======== DATA ENTRIES
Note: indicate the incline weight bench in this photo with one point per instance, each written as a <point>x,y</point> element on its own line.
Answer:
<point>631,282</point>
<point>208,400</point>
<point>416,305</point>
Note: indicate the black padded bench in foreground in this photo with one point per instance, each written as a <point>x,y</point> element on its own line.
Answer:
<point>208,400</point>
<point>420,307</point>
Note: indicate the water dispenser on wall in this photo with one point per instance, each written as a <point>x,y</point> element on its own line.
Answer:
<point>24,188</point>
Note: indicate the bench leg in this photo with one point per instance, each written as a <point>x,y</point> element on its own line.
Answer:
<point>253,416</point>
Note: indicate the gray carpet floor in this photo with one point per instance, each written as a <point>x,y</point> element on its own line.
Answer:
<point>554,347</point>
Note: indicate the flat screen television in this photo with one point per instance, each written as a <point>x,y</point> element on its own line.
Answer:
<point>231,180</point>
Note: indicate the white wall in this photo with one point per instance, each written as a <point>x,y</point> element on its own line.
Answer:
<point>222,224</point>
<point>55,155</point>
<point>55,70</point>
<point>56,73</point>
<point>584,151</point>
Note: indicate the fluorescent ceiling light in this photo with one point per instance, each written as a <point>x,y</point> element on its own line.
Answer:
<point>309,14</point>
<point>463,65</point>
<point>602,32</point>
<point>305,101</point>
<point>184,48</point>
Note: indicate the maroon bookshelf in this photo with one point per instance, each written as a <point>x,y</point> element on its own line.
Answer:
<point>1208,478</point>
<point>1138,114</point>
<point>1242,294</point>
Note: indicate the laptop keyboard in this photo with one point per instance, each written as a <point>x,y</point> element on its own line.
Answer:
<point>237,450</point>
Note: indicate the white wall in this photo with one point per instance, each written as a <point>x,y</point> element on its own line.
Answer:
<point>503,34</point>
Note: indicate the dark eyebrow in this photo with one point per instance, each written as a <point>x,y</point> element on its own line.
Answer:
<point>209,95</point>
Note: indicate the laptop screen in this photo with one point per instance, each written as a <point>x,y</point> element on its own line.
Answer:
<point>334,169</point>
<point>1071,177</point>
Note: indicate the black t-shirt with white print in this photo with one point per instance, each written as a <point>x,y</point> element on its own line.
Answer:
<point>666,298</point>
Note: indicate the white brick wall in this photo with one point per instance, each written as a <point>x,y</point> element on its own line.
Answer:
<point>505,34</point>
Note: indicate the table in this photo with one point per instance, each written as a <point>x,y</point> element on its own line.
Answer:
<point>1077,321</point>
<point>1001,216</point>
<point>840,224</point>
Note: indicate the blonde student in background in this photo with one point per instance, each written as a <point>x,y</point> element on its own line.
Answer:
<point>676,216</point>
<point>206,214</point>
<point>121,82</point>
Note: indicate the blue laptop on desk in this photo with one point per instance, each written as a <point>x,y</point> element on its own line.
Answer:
================
Copy every one of the lines above without changing anything.

**RESPONSE TO THIS TASK:**
Note: indicate the incline weight bench in this photo with one point per instance, each written as a <point>x,y</point> element on its own line.
Answer:
<point>631,282</point>
<point>208,400</point>
<point>416,305</point>
Note: indicate the black padded bench in foreground in this photo with one point per instance, each written as a <point>x,y</point> element on its own line.
Answer:
<point>208,400</point>
<point>420,307</point>
Note: indicate the water dispenser on wall in this photo with one point per instance, each written as a <point>x,y</point> element on its own line.
Answer:
<point>24,188</point>
Note: indicate the bench leg in this photo with one point per instance, each written as a <point>x,y</point> element on its own line.
Answer:
<point>253,416</point>
Note: indicate the gray carpet floor in this photo with one point per instance, each written as a <point>x,y</point> element on its own line.
Answer:
<point>554,347</point>
Note: indicate the flat screen television in this photo with one point per instance, each written as a <point>x,y</point> element on its own line.
Answer:
<point>231,180</point>
Note: indicate the white wall in this photo with one point per instance, each written as a <point>x,y</point> element on its own line.
Answer:
<point>222,224</point>
<point>55,155</point>
<point>55,70</point>
<point>56,73</point>
<point>584,151</point>
Note: indicate the fluorescent ceiling light in this photo with one point per instance, each written as a <point>x,y</point> element on its own line.
Answer:
<point>309,14</point>
<point>463,65</point>
<point>602,32</point>
<point>305,101</point>
<point>184,48</point>
Note: indicate the maroon bookshelf in this photo with one point per instance, each written as a <point>x,y</point> element on its own line.
Answer:
<point>1208,478</point>
<point>1138,114</point>
<point>1242,294</point>
Note: indicate the laptop keyboard in this photo with one point per instance, each written as a <point>x,y</point> element on its own line.
Answer:
<point>237,450</point>
Note: indicate the white wall in this photo with one point per instance, each written as a <point>x,y</point> element on its own line.
Answer:
<point>503,34</point>
Note: indicate the dark eyebrow in this photo with one point per instance, each written as a <point>x,y</point> element on its own line.
Answer:
<point>209,95</point>
Note: indicate the laptop screen in this photo with one point per instance, each written as a <point>x,y</point> element on its own line.
Answer:
<point>334,169</point>
<point>1071,177</point>
Note: indicate the black t-shirt with white print in this photo with one point per instance, each written as a <point>x,y</point> element on its own line.
Answer:
<point>666,298</point>
Note: indicate the white brick wall in this photo with one point per instance, each written as a <point>x,y</point> element on its own line.
Answer:
<point>505,34</point>
Note: indicate the table in this photo with one point per instance, each written as a <point>x,y</point> element on its own line.
Answer:
<point>1077,321</point>
<point>1001,216</point>
<point>840,224</point>
Note: indicate the blonde student in background in this photo with one point per instance, each written as a <point>x,y</point> element on its own line.
Answer:
<point>676,216</point>
<point>206,214</point>
<point>121,82</point>
Note: indicate the blue laptop on desk in this photo with one point per instance, each written as a <point>x,y</point> element on its own line.
Answer:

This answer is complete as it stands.